◆ **题目 1**
列出列表中含有字符串“tower”的所有行，每行照原样抄录。

第03章 线性回归模型¶

3.1 一元线性回归¶

线性回归模型

  • 利用线性拟合的方式探寻数据背后的规律
  • 先通过搭建线性回归模型寻找散点样本点背后的趋势线
  • 再利用回归曲线进行一些简答的预测分析或因果关系分析

3.1.1 一元线性回归的基本数学原理¶

一元线性回归模型(又称简单线性回归模型), 形式可表示为

  • $$y = ax + b$$

    其中$y$为因变量, $x$为自变量, $a$为回归系数, $b$为截距

在机器学习中, 残差平方和又称为模型的损失函数(loss function)

  • $$\sum(y^{(i)} - \hat{y}^{(i)})^2$$

    或

    $$\sum(y^{(i)} - (ax^{(i)} + b))^2$$

    其中 $y^{(i)}$ 为实际值, $\hat{y}^{(i)}$ 为与预测值

3.1.2 一元线性回归的代码实现¶

In [1]:
import warnings 

warnings.filterwarnings('ignore')
In [2]:
from sklearn.linear_model import LinearRegression 

regr = LinearRegression() #构造一个初始的线性回归模型并命名为regr

X = [[1], [2], [4], [5]]

Y = [2, 4, 6, 8] 

regr.fit(X, Y) #用fit()函数完成模型搭建,此时的regr就是一个搭建好的线性回归模型

y = regr.predict([[1.5]])

◆ **题目 2**
照原文写出上面线性回归段落中从“regr = LinearRegression()”到“y = regr.predict([[1.5]])”的部分。

◆ **练习输入**
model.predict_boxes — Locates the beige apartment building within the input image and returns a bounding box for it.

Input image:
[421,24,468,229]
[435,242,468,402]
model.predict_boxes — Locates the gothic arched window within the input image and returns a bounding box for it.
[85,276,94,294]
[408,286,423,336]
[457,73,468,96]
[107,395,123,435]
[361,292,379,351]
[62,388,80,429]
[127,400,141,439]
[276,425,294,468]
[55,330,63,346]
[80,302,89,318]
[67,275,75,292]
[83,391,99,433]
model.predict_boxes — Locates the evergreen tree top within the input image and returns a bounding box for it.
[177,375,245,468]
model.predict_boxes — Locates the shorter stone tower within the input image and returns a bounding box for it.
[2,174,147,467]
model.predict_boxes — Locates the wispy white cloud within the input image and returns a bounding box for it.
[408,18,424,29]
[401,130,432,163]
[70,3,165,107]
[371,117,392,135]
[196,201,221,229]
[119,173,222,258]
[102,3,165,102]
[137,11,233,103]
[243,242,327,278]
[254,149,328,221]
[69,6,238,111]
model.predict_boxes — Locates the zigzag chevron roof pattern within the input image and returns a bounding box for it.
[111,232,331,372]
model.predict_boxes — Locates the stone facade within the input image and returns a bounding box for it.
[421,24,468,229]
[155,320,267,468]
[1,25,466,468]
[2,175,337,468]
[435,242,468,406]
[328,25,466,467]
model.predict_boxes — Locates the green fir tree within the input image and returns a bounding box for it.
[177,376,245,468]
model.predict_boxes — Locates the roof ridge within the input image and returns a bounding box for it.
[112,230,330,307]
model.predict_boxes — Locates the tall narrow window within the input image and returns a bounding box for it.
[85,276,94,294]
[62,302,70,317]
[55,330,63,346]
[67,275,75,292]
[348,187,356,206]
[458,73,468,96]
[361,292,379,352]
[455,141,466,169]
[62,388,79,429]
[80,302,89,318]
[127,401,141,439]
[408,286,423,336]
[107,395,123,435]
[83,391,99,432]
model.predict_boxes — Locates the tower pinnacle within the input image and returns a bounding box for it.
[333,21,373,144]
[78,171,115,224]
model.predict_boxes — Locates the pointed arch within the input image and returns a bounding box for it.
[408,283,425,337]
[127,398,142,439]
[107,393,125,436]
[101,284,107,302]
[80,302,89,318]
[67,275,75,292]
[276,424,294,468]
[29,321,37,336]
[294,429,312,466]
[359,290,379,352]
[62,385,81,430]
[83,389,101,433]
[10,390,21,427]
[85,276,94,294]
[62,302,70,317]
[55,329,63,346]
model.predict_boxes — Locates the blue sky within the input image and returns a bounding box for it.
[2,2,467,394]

◆ **书面作答 1**
model.predict_boxes — Locates the shorter stone tower within the input image and returns a bounding box for it.
model.predict_boxes — Locates the tower pinnacle within the input image and returns a bounding box for it.

◆ **书面作答 2**
regr = LinearRegression() #构造一个初始的线性回归模型并命名为regr

X = [[1], [2], [4], [5]]

Y = [2, 4, 6, 8] 

regr.fit(X, Y) #用fit()函数完成模型搭建,此时的regr就是一个搭建好的线性回归模型

y = regr.predict([[1.5]])